— Start of Passage to read —
After calculating the trigger value, the trigger value compares the magnitude with a threshold. If the trigger value is smaller than the threshold, the next frame recalculates the trigger value. Conversely, when the trigger value is greater than the threshold, it is defined that a valid frame is detected. Since the conventional method has a threshold set to a constant and the trigger value exists as an absolute numerical value, there is a disadvantage that the detection probability may change depending on the magnitude of the hand movement.
The proposed methods consist of two stages to compensate for and overcome the disadvantages of the conventional method, thereby increasing the detection probability. Stage 1 searches for an approximate valid frame location. The frames existing around the frame position detected in Stage 1 are defined as the window. Stage 2 proceeds in a way that finds the maximum trigger value in the window.
The proposed method 1 uses the conventional method in Stage 1. In the proposed method 1a window is defined as a frame located behind in time in the frame detected in Stage 1. The reason for defining the window by the above method is that it is not necessary to recalculate the trigger value, which is calculated previously. Stage 2 calculates the trigger value of the frame present in the window, and then a frame that has the largest trigger value in the window is defined as a valid frame. As shown in
Figure 3, the conventional method consists of single stage and determines the valid frame by using the frame with a trigger value exceeding the threshold. However, the proposed method 1 uses the trigger values of all frames within the window in Stage 2 and finds out the valid frame, which results in getting high accuracy than the conventional method. The proposed method 2 detects in Stage 1 using the rate of change of the trigger value. The change ratio of the trigger value is defined as the trigger ratio; the trigger ratio is calculated as shown in Equation (4). The trigger ratio is calculated using the trigger value calculated in a present frame and the trigger value of a frame existing after delay. T[n] means the present trigger value and T [n+delay] means the delayed trigger value in Equation (4). The trigger ratio does not grasp the magnitude of the trigger value, but it grasps the change ratio of the trigger value. Therefore, the method using the trigger ratio has an advantage, because the detection probability doesn’t change according to the magnitude of the hand movement. In this paper, the delay was 50 milliseconds, a half of the size of window 1.
— End of Passage to read —
— Start of Data section —
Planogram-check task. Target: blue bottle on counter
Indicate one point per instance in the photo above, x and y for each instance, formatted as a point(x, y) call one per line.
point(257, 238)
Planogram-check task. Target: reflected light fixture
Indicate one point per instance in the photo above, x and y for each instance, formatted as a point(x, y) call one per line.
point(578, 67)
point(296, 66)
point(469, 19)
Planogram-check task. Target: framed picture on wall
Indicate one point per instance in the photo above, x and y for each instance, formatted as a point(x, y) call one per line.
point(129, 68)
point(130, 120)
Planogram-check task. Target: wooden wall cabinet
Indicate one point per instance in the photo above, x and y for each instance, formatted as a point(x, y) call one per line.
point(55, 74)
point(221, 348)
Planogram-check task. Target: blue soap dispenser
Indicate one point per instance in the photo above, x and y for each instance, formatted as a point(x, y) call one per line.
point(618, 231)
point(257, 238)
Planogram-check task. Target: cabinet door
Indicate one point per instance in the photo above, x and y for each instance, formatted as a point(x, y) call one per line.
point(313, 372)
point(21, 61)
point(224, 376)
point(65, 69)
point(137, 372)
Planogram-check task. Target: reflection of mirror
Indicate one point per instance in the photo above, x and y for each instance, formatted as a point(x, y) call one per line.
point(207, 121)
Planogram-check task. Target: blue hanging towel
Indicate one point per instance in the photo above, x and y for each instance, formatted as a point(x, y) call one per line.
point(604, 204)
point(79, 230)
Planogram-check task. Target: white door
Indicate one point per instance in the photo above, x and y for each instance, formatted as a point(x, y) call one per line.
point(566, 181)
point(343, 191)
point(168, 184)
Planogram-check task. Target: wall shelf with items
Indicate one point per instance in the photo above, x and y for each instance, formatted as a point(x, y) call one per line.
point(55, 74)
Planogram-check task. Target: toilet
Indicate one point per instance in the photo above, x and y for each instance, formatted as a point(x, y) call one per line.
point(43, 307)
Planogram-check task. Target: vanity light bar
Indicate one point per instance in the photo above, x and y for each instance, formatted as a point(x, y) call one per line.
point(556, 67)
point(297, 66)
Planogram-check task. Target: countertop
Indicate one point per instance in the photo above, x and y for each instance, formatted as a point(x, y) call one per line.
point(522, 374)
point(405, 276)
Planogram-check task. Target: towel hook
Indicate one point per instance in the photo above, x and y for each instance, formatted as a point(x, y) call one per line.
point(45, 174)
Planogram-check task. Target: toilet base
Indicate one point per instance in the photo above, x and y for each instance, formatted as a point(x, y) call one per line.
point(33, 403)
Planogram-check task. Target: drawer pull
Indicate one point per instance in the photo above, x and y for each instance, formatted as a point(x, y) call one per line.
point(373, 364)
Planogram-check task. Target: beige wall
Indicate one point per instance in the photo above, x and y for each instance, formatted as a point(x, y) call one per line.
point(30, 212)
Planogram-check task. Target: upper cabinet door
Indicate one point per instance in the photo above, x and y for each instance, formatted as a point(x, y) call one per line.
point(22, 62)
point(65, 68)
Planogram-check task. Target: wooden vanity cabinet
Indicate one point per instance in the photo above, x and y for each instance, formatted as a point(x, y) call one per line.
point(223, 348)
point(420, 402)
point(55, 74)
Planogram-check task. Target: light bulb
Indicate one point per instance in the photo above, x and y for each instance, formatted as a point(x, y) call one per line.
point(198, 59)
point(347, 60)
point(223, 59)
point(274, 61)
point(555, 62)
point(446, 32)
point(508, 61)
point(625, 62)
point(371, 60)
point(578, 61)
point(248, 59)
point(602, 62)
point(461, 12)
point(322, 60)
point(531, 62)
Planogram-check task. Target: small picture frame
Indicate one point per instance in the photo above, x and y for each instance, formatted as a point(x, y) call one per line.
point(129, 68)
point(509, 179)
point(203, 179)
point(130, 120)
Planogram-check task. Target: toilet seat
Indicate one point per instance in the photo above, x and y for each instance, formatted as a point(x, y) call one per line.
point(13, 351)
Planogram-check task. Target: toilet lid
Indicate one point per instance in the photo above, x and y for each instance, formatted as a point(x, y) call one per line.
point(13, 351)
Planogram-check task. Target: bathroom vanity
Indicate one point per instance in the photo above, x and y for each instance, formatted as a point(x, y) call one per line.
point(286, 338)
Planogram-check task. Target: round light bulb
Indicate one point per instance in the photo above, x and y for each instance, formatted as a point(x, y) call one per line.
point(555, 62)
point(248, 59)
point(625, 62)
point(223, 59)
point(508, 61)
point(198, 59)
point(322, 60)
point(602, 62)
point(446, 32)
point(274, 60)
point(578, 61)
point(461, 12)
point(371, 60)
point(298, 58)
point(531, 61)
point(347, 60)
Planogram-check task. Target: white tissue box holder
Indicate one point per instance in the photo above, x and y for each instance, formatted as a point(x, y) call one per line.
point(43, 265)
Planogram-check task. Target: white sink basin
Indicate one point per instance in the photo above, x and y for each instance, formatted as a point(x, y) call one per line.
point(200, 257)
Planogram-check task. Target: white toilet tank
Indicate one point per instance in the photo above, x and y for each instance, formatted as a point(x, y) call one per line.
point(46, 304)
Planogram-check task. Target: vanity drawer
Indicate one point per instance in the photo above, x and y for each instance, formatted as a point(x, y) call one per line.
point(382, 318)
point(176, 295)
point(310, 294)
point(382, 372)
— End of Data section —
— Start of Data section —
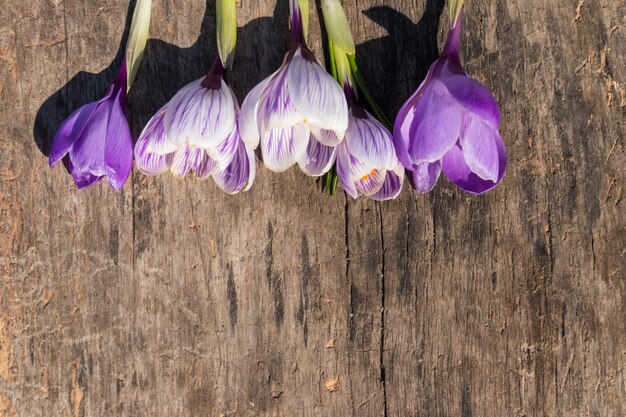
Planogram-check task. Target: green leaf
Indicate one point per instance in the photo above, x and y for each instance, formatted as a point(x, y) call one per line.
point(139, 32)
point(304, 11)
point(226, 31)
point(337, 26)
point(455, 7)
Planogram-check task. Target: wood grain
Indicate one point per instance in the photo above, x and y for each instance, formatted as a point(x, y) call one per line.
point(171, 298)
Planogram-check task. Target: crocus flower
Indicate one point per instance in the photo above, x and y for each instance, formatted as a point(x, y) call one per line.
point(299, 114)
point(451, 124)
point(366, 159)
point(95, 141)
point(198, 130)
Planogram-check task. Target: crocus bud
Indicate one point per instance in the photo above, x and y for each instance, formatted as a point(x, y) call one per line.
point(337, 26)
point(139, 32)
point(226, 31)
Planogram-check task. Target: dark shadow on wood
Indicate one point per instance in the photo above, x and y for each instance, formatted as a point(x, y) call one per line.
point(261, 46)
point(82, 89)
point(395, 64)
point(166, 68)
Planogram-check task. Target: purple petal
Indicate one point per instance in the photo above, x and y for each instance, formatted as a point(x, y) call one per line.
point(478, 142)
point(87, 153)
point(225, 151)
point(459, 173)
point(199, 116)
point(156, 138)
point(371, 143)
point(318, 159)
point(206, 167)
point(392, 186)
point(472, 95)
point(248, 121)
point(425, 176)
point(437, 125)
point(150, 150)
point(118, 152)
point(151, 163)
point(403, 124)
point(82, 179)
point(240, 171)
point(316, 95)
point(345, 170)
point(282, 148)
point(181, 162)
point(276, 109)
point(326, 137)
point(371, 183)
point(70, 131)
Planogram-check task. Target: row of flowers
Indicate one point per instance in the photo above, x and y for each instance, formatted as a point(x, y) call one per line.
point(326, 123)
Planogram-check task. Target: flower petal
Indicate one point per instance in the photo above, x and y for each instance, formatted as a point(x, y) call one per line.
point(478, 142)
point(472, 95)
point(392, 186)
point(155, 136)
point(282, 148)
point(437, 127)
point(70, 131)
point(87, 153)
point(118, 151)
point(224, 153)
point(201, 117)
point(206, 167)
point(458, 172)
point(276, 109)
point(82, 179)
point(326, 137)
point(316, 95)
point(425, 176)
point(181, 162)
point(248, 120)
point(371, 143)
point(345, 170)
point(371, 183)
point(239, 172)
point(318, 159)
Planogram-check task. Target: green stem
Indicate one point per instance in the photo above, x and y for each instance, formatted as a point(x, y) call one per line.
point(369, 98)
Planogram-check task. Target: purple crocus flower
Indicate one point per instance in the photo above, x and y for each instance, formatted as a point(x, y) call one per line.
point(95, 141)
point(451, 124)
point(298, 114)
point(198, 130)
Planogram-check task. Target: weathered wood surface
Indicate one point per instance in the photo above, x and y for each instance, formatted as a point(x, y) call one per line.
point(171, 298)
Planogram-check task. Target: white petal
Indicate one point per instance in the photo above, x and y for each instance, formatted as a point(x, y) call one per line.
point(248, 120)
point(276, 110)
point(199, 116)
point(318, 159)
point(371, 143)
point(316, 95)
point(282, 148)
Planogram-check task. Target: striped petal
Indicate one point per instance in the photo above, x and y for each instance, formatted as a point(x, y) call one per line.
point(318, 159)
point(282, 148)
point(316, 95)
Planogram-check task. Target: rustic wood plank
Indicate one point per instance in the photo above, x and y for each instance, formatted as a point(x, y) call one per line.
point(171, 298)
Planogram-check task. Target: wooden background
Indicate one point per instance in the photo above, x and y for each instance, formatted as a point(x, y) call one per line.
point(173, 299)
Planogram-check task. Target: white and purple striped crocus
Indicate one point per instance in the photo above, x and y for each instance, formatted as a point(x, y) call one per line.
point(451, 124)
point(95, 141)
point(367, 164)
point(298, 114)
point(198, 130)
— End of Data section —
• [Work to complete]
Return the section of the valid-frame detection text from "After calculating the" up to and including "on the magnitude of the hand movement.", copied word for word.

• [Complete answer]
After calculating the trigger value, the trigger value compares the magnitude with a threshold. If the trigger value is smaller than the threshold, the next frame recalculates the trigger value. Conversely, when the trigger value is greater than the threshold, it is defined that a valid frame is detected. Since the conventional method has a threshold set to a constant and the trigger value exists as an absolute numerical value, there is a disadvantage that the detection probability may change depending on the magnitude of the hand movement.